Goal:
Which lines below contain the string "example", matching case exactly? Pick out every one of them and copy each in full.
┌──
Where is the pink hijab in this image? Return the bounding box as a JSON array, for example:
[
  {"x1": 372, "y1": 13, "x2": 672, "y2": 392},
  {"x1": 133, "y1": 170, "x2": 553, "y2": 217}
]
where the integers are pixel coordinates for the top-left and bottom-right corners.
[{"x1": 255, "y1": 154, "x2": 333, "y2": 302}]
└──
┌──
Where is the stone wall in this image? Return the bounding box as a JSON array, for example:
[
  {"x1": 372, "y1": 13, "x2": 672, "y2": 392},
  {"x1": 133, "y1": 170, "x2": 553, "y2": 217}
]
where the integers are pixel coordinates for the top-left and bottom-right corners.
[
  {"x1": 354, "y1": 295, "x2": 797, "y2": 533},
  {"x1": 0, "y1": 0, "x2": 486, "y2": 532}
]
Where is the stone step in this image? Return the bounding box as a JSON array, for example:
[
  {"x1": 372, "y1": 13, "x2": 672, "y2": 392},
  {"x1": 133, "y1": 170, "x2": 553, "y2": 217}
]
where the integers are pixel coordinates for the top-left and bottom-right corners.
└──
┌──
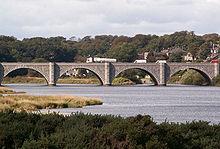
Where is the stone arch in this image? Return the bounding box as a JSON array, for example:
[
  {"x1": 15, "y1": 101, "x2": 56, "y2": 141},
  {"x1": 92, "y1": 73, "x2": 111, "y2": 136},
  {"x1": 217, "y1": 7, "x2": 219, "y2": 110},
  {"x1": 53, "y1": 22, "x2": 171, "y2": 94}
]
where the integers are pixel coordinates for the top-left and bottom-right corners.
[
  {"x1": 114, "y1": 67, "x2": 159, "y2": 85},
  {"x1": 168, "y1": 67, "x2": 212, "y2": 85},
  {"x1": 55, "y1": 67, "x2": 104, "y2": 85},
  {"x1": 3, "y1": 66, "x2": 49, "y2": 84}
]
└──
Response to this exercise:
Where is the pink hijab in this image? Return the bounding box as a JSON array, for example:
Where is the stone wall in this image? Return the bounding box as a JSON array, for example:
Where is the stone step in this image? Return the bounding box as a JSON array, for example:
Where is the stone arch in this image? Return the bounding box as a JSON array, for example:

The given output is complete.